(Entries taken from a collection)
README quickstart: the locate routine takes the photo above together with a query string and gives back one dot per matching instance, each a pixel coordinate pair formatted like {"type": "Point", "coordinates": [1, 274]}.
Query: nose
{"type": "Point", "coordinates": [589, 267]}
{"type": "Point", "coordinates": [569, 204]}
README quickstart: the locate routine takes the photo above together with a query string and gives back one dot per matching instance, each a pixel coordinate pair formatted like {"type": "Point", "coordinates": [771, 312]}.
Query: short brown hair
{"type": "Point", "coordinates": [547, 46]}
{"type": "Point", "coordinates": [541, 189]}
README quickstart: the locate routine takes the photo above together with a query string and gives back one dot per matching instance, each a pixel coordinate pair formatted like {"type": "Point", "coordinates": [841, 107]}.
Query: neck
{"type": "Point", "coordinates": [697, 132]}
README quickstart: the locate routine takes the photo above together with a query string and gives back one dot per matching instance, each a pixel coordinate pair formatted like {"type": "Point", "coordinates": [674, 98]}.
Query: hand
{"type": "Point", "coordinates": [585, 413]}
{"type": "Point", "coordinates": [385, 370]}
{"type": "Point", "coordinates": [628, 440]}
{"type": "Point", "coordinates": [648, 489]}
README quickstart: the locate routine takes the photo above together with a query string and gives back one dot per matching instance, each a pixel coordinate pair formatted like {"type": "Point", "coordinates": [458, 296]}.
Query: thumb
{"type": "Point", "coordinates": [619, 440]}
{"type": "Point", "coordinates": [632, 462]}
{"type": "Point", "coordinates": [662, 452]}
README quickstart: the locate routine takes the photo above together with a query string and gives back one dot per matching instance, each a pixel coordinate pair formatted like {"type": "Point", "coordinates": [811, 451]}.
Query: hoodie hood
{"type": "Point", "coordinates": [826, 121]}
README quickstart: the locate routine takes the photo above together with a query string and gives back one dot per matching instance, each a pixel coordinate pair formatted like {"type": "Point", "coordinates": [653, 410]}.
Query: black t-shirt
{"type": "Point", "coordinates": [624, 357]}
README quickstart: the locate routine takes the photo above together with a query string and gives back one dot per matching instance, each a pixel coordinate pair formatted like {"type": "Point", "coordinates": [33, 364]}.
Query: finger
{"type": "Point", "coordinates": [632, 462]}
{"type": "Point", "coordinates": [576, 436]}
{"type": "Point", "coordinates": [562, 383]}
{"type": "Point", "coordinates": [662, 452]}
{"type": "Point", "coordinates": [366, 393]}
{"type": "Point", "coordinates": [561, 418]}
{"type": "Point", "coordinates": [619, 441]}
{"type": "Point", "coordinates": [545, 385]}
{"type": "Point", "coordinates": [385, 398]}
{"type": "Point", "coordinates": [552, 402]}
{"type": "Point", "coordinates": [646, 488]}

--

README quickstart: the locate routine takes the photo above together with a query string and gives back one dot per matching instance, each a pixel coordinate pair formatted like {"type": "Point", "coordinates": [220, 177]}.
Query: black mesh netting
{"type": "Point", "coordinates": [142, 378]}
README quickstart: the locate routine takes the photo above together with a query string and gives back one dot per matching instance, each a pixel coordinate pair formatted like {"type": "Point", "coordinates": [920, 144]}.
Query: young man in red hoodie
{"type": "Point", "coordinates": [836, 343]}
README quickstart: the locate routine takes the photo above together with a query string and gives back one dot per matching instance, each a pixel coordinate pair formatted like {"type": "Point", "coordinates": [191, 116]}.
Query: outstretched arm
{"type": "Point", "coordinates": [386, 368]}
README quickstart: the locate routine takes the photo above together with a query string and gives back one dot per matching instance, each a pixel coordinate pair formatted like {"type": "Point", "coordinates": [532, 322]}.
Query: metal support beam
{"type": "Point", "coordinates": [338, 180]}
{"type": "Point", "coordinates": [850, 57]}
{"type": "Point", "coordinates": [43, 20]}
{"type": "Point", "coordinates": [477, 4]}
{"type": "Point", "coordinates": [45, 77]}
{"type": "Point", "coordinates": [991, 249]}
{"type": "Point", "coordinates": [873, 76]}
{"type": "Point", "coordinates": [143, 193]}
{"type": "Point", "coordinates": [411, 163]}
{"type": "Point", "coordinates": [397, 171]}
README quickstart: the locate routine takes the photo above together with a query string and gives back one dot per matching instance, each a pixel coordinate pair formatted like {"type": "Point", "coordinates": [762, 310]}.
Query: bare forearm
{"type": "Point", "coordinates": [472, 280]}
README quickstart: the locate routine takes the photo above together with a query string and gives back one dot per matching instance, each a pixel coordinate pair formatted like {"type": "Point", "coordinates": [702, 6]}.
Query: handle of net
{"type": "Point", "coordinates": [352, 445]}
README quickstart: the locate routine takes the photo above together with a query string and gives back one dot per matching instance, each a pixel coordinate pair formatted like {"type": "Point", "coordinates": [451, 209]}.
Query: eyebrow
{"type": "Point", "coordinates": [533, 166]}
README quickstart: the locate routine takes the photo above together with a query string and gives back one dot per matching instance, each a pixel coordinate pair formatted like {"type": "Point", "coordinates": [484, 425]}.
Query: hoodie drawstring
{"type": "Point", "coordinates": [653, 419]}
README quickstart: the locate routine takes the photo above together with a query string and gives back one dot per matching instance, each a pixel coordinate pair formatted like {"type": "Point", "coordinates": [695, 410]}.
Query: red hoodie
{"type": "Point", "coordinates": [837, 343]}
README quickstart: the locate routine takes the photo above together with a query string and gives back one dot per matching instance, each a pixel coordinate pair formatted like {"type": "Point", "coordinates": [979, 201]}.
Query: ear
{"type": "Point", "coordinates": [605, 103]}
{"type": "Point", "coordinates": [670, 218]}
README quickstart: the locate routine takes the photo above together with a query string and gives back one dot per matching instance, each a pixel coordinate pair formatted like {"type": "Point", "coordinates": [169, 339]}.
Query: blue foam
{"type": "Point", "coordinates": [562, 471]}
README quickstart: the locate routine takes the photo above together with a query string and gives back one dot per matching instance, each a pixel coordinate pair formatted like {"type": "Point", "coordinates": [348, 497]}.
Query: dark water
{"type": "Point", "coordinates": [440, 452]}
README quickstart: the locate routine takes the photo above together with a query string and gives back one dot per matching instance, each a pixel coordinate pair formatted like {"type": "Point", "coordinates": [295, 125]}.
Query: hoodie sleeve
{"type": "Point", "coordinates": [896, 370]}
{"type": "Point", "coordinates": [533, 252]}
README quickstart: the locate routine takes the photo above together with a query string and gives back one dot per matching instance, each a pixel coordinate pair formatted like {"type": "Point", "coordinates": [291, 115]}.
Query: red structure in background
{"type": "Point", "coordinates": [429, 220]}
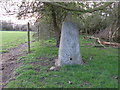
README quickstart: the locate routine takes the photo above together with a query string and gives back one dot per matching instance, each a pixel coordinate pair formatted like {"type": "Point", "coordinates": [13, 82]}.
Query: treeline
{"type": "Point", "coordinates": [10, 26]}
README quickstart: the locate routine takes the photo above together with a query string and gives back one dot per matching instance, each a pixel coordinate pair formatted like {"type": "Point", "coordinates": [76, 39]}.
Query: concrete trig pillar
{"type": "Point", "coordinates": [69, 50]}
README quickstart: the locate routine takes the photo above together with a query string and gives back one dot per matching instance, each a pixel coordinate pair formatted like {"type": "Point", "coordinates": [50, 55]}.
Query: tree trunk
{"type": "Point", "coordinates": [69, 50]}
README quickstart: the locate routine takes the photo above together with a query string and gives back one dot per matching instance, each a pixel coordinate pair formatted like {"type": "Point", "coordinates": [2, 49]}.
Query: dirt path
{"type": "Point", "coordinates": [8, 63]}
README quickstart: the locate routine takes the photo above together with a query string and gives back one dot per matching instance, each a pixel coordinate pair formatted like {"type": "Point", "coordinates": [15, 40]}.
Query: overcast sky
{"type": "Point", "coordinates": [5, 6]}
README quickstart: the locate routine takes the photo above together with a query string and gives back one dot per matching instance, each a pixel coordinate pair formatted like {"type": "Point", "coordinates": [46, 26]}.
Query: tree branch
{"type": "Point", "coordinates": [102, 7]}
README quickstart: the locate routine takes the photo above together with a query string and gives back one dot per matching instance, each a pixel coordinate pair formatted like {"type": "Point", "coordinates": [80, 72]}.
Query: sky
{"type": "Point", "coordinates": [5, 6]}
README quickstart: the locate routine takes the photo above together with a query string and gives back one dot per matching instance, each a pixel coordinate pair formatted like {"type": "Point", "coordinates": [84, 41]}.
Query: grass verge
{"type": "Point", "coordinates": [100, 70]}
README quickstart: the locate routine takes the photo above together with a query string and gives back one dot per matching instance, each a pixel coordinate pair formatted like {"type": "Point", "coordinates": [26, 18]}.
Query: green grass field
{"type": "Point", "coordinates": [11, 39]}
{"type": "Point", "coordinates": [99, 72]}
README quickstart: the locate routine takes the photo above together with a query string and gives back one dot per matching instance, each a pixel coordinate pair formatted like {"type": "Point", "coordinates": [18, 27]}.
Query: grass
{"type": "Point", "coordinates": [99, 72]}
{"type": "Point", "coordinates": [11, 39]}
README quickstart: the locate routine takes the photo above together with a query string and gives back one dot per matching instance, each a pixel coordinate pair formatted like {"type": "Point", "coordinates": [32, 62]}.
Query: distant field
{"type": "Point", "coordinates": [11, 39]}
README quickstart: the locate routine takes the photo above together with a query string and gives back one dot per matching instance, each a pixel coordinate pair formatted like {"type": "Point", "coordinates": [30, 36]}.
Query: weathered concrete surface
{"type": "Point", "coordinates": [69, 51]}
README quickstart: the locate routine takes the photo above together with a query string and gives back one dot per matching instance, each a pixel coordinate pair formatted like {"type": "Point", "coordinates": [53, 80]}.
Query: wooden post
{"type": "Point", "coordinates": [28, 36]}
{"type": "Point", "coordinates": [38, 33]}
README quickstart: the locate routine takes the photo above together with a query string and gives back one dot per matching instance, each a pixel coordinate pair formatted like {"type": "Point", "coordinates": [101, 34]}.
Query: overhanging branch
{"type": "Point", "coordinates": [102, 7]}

**Aim**
Please report how many lines in the entries above contain the string "field". Give only the number.

**Finished task**
2